The data.
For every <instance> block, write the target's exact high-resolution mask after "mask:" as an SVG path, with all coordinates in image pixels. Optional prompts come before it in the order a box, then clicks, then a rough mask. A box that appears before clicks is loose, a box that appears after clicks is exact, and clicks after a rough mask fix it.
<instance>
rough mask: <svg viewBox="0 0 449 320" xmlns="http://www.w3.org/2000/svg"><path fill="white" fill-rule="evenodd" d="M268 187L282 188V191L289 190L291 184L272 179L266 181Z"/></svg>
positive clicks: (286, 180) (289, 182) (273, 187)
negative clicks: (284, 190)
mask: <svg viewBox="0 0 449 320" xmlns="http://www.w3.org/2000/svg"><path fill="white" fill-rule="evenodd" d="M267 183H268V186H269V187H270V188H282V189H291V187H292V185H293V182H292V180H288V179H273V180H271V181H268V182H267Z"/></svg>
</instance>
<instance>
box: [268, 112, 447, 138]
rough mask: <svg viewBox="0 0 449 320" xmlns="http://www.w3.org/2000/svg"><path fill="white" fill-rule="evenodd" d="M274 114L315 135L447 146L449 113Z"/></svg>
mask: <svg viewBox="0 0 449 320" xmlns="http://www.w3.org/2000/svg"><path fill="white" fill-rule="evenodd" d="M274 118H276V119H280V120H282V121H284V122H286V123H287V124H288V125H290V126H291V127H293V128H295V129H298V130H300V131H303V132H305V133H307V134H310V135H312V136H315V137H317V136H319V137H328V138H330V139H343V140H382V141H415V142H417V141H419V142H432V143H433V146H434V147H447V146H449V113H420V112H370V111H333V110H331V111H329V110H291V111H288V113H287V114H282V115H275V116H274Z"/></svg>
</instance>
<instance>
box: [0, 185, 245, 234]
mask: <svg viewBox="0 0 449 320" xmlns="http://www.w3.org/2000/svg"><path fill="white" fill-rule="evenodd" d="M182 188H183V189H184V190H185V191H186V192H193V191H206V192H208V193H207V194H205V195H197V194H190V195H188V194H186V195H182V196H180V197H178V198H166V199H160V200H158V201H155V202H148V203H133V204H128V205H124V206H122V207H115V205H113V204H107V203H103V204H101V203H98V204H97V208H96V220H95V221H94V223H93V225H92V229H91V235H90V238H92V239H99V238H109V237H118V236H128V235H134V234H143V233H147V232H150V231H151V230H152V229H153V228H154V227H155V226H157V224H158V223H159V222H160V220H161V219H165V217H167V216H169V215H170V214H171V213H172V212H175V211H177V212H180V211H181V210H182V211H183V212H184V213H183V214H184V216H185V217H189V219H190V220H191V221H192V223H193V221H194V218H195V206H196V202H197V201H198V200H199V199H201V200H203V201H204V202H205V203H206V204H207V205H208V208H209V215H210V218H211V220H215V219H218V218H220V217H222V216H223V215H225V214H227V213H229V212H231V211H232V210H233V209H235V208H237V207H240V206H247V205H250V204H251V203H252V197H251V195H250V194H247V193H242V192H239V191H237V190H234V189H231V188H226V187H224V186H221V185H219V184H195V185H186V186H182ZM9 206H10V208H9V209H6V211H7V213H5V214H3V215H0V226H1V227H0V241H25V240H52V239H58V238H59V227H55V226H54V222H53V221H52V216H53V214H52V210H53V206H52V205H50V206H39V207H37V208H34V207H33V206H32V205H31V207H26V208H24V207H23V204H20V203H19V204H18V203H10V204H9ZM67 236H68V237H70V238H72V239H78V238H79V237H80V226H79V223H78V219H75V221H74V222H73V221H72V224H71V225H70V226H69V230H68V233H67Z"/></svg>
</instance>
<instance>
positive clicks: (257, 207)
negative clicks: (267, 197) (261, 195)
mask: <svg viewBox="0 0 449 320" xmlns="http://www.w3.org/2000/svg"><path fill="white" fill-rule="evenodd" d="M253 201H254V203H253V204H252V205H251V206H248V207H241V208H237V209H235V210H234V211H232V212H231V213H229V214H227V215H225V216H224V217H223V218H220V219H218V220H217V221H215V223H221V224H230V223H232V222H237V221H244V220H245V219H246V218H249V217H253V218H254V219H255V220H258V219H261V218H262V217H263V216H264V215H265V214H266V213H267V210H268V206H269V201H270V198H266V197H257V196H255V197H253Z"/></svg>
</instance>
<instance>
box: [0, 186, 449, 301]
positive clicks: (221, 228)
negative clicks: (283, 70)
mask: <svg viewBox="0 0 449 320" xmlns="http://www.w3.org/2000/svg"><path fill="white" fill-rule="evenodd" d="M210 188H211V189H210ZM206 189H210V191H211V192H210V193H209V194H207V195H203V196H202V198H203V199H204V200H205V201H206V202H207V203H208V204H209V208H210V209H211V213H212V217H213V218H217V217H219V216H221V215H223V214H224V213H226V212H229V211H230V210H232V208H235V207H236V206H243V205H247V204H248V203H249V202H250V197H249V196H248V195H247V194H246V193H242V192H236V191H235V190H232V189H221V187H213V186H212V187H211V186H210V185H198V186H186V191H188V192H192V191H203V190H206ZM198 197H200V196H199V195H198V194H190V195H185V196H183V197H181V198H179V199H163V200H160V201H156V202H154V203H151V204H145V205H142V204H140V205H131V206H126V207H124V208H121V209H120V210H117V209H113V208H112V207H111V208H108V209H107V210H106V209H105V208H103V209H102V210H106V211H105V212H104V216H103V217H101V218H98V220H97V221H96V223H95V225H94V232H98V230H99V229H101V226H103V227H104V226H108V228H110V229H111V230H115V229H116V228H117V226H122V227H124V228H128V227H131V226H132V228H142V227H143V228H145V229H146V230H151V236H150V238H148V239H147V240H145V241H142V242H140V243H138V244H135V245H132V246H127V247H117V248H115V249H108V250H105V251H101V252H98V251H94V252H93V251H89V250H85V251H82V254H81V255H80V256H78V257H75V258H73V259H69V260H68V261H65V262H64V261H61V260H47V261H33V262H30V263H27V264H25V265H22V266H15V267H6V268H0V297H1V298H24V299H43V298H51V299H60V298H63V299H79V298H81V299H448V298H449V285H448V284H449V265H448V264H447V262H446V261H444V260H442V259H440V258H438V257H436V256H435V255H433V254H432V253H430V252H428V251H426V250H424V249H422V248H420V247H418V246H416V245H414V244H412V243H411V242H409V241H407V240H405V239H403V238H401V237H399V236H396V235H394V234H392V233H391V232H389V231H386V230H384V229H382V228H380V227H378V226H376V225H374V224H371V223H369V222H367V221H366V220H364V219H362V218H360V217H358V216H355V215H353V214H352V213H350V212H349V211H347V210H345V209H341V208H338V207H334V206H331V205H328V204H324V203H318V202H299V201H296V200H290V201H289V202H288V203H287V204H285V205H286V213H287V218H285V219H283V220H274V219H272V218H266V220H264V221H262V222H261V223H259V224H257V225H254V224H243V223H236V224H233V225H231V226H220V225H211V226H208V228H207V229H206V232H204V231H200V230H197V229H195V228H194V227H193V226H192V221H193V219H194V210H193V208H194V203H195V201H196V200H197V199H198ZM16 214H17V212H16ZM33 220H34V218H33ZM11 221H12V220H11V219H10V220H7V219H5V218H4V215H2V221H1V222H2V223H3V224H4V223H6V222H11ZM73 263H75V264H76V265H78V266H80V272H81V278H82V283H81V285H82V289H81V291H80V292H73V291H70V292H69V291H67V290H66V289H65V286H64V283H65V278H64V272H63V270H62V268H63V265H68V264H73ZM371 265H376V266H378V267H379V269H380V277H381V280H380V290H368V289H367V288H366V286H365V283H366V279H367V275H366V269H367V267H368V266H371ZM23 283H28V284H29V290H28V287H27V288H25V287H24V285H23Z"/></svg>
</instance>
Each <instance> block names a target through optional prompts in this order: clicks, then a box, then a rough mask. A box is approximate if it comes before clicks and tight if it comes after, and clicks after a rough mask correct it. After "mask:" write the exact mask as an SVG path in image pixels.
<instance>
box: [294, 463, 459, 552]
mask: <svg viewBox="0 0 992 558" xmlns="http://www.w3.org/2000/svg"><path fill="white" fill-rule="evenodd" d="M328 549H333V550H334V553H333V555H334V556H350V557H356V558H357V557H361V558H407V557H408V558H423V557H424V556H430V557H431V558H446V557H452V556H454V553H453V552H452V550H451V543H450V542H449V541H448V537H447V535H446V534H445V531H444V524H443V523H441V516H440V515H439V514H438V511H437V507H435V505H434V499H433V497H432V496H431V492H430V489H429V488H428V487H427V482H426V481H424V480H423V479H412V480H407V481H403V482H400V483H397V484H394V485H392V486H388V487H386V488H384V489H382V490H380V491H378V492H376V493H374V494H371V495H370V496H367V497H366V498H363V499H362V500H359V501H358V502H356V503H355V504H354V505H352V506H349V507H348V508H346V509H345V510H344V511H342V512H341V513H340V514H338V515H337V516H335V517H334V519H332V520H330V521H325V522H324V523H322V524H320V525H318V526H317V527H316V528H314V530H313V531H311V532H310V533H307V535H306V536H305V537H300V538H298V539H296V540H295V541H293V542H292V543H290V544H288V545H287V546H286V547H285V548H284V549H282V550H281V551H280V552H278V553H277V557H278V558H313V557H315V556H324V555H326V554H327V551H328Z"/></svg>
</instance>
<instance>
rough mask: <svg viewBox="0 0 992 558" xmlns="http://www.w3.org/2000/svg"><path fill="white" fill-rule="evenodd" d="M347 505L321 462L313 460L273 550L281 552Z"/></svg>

What the task requires. The lines you need are those holding the word "after"; copy each of them from the material above.

Your solution.
For every <instance> block, write the target's exact high-resolution mask after "mask:" as an SVG path, with all coordinates in image pixels. Optional prompts come before it in the order a box, then clicks, then a rough mask. A box that appears before clicks is loose, a box that appears after clicks is exact, and clicks after a rough mask fix it.
Each <instance> block names a target through optional prompts in this order: clicks, then a box, then a rough mask. A box is approximate if it comes before clicks and tight if it comes after, and clicks after a rough mask correct it. After "mask:" write the exact mask as an SVG path in image pixels.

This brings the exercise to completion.